* _SET PROBLEM_
Reproduce the entries with "one spot" switched to "a single spot" wherever it occurs, leaving everything else unchanged.

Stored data
START

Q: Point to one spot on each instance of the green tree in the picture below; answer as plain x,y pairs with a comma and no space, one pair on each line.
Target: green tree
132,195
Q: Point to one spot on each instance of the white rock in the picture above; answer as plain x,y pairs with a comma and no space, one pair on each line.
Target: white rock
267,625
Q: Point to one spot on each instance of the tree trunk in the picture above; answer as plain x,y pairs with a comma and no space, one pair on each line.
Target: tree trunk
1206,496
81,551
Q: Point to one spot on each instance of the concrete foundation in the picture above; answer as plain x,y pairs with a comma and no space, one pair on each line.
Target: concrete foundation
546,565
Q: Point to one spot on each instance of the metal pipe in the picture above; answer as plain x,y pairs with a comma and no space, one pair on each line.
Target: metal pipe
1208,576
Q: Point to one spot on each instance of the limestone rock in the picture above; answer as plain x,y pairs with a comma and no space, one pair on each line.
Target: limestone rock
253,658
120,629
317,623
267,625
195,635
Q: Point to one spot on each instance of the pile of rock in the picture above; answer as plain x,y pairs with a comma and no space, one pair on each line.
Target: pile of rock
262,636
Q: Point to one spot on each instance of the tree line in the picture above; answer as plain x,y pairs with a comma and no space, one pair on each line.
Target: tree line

END

* _RESULT FOR THIS EXERCISE_
Q: Point to a single spot on each instance of the green tree in the picture below; answer as plain x,y pairs with a comma and no space, one pair on each line.
Target: green tree
132,195
Q: Point to a single spot on each instance of the white rock in the picture above; answer as plain x,y pairs with a comma and no space, one pair on each line.
Target: white rock
267,625
Q: Point to a single spot on each instance of the tree trunk in the picture above; answer as plain x,y pairs with a comma and no space, one pair on each line.
Target: tree trunk
1206,496
81,551
Q: Point to a single spot on each instance of the concrete foundation in the picture above; answer as plain x,y pairs with a comma and no space, one pair on each line.
Target: concrete foundation
546,565
Q: Point to a single spot on each instance of the metal pipe in the picture above; answer as plain x,y pairs with a comma and no space, one pair on each line.
Target: metal pipe
1208,576
Q: Point to a single spot on each instance of the limestone rock in the picture above; answer as plain x,y pairs with a comma and no space, one pair on each line.
Target: limestone rock
253,658
120,629
317,623
267,625
195,635
Q: Point to a single spot on each instance of the pile of rock in the picture above; answer as plain x,y pairs with a comma and no space, one pair on each line.
Target: pile of rock
262,636
Q: Point to a single spot on each instance of the tree line in the picture above; answer as plain x,y pairs with a comma and no space, one pair on each line.
Target: tree line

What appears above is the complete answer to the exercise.